Natural language region descriptions:
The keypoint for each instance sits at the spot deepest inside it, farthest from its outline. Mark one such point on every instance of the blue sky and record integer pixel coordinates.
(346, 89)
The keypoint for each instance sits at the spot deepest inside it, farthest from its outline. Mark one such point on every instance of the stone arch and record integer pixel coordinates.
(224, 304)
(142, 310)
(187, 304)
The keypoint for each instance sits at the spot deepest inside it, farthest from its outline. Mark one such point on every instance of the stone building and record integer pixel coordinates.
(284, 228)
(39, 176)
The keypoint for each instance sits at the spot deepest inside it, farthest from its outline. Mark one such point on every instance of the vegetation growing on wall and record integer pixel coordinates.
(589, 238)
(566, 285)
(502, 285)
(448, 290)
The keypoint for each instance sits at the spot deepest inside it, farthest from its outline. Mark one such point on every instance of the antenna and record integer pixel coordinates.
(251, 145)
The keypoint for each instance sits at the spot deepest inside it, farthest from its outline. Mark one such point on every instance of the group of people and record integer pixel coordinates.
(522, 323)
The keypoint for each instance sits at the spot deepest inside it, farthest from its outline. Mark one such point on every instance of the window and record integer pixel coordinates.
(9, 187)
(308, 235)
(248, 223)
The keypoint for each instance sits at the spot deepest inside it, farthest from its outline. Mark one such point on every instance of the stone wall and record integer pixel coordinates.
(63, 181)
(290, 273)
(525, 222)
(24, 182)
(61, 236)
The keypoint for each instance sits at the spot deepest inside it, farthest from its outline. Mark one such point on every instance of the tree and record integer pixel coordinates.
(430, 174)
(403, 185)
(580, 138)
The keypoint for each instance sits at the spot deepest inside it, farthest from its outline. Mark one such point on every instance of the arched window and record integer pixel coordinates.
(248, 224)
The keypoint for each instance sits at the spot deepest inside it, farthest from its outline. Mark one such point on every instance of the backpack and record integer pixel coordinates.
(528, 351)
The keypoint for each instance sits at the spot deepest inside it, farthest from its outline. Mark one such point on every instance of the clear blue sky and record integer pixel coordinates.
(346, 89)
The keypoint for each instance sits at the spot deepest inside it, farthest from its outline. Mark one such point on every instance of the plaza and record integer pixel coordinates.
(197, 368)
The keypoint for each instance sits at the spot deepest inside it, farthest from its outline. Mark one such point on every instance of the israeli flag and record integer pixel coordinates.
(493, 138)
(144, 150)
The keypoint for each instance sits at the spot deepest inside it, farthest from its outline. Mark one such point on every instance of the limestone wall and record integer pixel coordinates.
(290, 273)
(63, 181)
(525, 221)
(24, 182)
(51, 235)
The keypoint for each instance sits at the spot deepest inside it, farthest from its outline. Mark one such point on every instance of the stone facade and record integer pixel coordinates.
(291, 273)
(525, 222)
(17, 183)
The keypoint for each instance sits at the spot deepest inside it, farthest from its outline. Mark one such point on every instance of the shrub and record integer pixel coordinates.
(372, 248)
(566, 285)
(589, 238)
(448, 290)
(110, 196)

Work to be completed: What are the lines from the one with "flag and record integer pixel coordinates." through the end of the records above? Set them down exactly, both ends included, and nothing else.

Result of this task:
The keypoint for each instance sits at the spot deepest inside it, farthest from its outline. Mark one such point on every instance of the israeli flag and record integer pixel coordinates.
(493, 138)
(144, 150)
The keypoint for each instance sits at the spot deepest inside it, farthest from its outline. Mark one such point on every instance of the limestone wall and record integer pixel coordinates.
(290, 273)
(63, 181)
(525, 221)
(24, 182)
(51, 235)
The keypoint for each instance sits at the spot deepest inside it, farthest from its outline. Mark one such point on every instance of the stone facade and record integer pixel coordinates.
(291, 273)
(525, 222)
(17, 183)
The keypoint for each instance sits at the spot deepest inside it, farthest from its outline. Mark one such point on every instance of the shrub and record integer pixel coordinates.
(372, 248)
(566, 285)
(589, 238)
(448, 290)
(110, 196)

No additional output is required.